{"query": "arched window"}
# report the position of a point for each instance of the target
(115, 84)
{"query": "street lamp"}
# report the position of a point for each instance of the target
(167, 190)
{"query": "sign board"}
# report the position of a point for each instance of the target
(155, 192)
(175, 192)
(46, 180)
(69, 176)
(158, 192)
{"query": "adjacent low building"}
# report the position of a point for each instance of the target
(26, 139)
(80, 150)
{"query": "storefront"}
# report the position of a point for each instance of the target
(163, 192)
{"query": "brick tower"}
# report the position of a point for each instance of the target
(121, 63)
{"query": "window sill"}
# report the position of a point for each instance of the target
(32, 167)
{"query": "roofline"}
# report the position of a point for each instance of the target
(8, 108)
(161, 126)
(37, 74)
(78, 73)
──────
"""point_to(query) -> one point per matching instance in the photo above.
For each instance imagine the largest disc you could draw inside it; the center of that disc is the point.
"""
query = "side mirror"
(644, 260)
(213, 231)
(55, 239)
──────
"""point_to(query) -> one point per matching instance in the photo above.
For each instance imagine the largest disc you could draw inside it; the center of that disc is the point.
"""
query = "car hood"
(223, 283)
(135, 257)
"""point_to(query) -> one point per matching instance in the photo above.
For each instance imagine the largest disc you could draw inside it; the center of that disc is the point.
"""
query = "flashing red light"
──────
> _Your objective_: All lines above holding the word "window" make up the answer; copy each one.

> _Solution for this exercise_:
{"query": "arched window"}
{"query": "window sill"}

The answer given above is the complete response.